WHAT IS BEING ASKED: Copy out verbatim the part of the records that opens with the line containing "phrase -- ocean water" and closes with the line containing "(731, 1100)", including both of those lines and nothing else.

PROVIDED INFORMATION:
###

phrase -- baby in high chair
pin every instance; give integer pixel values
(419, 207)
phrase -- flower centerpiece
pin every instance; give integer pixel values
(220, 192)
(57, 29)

###

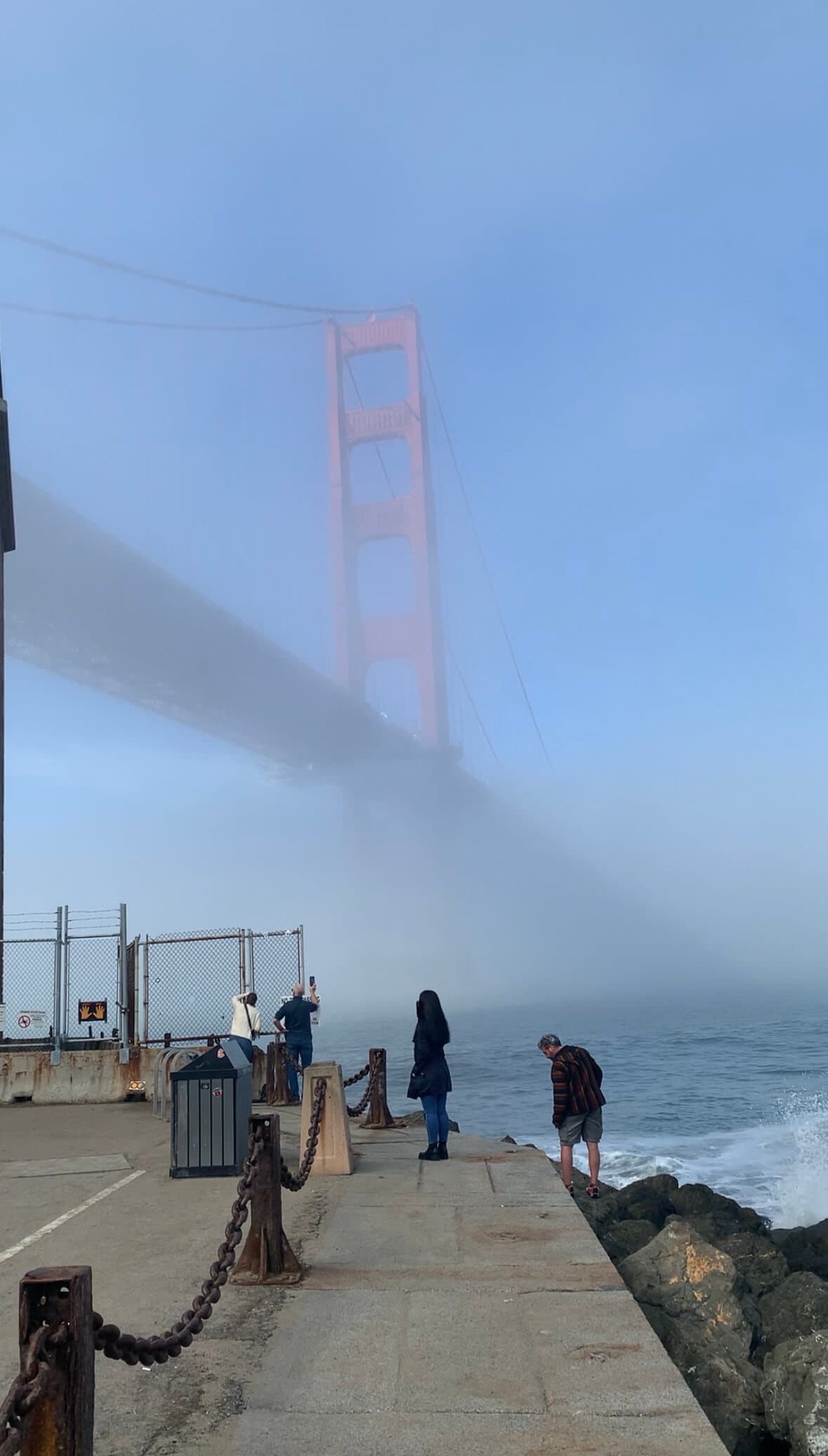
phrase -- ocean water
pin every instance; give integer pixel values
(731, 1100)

###

RESPONSE BELOW:
phrase -- ocean water
pin every instance; give integer pixel values
(731, 1100)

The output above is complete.